Count the lines in the items below that contain the string "puffy", treating uppercase and lowercase letters as different. Give only the number.

· · · · ·

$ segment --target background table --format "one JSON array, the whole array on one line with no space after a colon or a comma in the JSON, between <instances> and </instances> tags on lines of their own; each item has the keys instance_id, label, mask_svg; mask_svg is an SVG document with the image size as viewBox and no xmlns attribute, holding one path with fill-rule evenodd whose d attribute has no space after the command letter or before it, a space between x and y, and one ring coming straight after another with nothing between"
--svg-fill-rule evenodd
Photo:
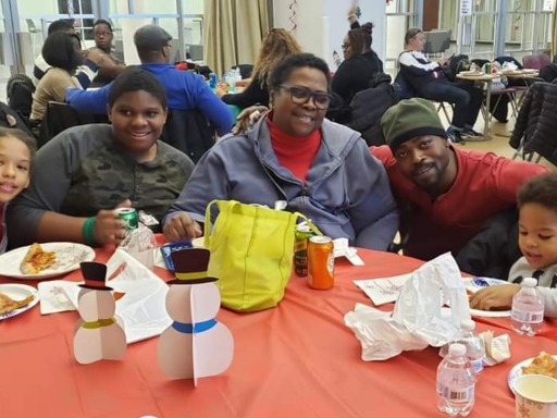
<instances>
[{"instance_id":1,"label":"background table","mask_svg":"<svg viewBox=\"0 0 557 418\"><path fill-rule=\"evenodd\" d=\"M409 272L421 261L362 249L359 254L364 267L336 261L336 284L330 291L310 290L305 279L293 276L277 308L255 314L222 309L218 319L234 335L235 357L228 370L201 379L197 389L162 373L158 339L129 345L122 361L82 366L72 356L77 312L41 317L37 306L0 321L0 417L441 417L436 348L364 362L343 320L357 302L371 304L354 279ZM100 250L98 260L109 255ZM69 279L79 280L79 274ZM557 353L554 322L547 321L535 337L517 335L509 324L508 318L478 318L480 331L511 335L512 357L484 370L471 418L513 416L509 369L542 349Z\"/></svg>"}]
</instances>

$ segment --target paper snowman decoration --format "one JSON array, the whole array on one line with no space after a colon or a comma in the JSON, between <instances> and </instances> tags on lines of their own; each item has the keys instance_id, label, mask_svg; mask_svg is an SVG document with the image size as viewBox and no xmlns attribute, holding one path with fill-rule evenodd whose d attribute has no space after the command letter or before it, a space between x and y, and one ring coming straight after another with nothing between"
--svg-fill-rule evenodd
<instances>
[{"instance_id":1,"label":"paper snowman decoration","mask_svg":"<svg viewBox=\"0 0 557 418\"><path fill-rule=\"evenodd\" d=\"M210 251L186 248L171 254L176 280L169 282L166 311L174 321L159 339L159 364L168 376L194 379L225 371L234 355L230 330L214 317L221 306L215 278L207 276Z\"/></svg>"},{"instance_id":2,"label":"paper snowman decoration","mask_svg":"<svg viewBox=\"0 0 557 418\"><path fill-rule=\"evenodd\" d=\"M119 360L126 352L126 336L114 319L116 304L112 288L104 284L107 266L94 261L79 266L85 284L79 284L83 290L77 310L82 319L74 334L75 359L82 365L103 359Z\"/></svg>"}]
</instances>

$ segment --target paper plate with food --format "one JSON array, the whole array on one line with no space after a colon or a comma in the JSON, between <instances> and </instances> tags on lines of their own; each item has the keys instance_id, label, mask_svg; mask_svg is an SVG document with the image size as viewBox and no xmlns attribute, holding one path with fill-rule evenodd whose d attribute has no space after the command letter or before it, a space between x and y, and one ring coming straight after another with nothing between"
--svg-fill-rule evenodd
<instances>
[{"instance_id":1,"label":"paper plate with food","mask_svg":"<svg viewBox=\"0 0 557 418\"><path fill-rule=\"evenodd\" d=\"M29 310L39 302L35 287L26 284L0 284L0 321Z\"/></svg>"},{"instance_id":2,"label":"paper plate with food","mask_svg":"<svg viewBox=\"0 0 557 418\"><path fill-rule=\"evenodd\" d=\"M474 294L481 288L488 286L498 286L500 284L508 284L506 280L500 279L492 279L492 278L465 278L465 286L466 291L469 295ZM481 310L481 309L470 309L470 315L472 317L491 317L491 318L503 318L510 317L509 309L499 309L499 310Z\"/></svg>"},{"instance_id":3,"label":"paper plate with food","mask_svg":"<svg viewBox=\"0 0 557 418\"><path fill-rule=\"evenodd\" d=\"M95 250L76 243L33 244L0 256L0 275L23 280L42 280L66 274L82 261L92 261Z\"/></svg>"},{"instance_id":4,"label":"paper plate with food","mask_svg":"<svg viewBox=\"0 0 557 418\"><path fill-rule=\"evenodd\" d=\"M539 356L525 359L510 369L507 384L515 393L515 381L522 374L543 374L557 379L557 355L542 352Z\"/></svg>"}]
</instances>

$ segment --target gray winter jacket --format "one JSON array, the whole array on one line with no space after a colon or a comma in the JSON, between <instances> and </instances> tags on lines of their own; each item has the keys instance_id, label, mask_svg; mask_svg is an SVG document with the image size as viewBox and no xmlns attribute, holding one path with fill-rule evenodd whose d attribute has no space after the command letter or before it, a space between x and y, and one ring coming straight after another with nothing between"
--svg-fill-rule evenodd
<instances>
[{"instance_id":1,"label":"gray winter jacket","mask_svg":"<svg viewBox=\"0 0 557 418\"><path fill-rule=\"evenodd\" d=\"M385 250L398 214L383 165L357 132L324 120L321 133L306 183L278 164L265 118L246 135L222 138L199 160L164 221L186 211L203 222L212 199L271 208L286 200L287 210L302 212L323 234Z\"/></svg>"}]
</instances>

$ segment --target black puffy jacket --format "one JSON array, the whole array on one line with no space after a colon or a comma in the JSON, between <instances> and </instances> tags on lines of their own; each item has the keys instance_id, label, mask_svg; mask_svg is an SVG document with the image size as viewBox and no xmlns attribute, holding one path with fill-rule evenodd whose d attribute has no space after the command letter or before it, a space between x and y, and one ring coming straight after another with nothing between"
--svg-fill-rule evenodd
<instances>
[{"instance_id":1,"label":"black puffy jacket","mask_svg":"<svg viewBox=\"0 0 557 418\"><path fill-rule=\"evenodd\" d=\"M557 165L557 84L535 83L527 93L509 145L537 152Z\"/></svg>"}]
</instances>

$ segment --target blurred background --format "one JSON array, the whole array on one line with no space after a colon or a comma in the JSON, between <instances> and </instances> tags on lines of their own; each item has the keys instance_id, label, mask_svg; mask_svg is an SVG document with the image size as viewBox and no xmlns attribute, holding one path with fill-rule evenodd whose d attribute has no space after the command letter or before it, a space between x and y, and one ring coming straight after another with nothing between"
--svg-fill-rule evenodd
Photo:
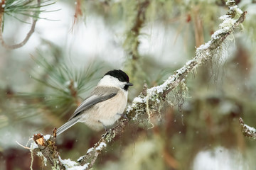
<instances>
[{"instance_id":1,"label":"blurred background","mask_svg":"<svg viewBox=\"0 0 256 170\"><path fill-rule=\"evenodd\" d=\"M228 11L223 0L42 1L40 9L36 1L5 1L6 43L21 42L32 17L38 21L23 47L0 46L3 170L29 169L31 152L16 141L26 145L35 133L51 134L108 70L130 76L129 103L144 84L161 84L210 39ZM242 136L238 118L256 127L256 1L235 3L247 11L242 31L188 76L183 100L176 101L179 89L169 95L151 119L154 127L131 121L94 169L255 169L256 142ZM57 138L60 157L76 160L103 132L74 125ZM32 167L50 169L35 155Z\"/></svg>"}]
</instances>

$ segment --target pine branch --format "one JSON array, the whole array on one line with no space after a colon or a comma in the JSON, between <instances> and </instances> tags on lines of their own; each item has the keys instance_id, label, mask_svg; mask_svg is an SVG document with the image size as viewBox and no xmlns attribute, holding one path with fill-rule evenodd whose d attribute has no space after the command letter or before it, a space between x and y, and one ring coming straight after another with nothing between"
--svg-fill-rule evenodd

· · · · ·

SOLUTION — 2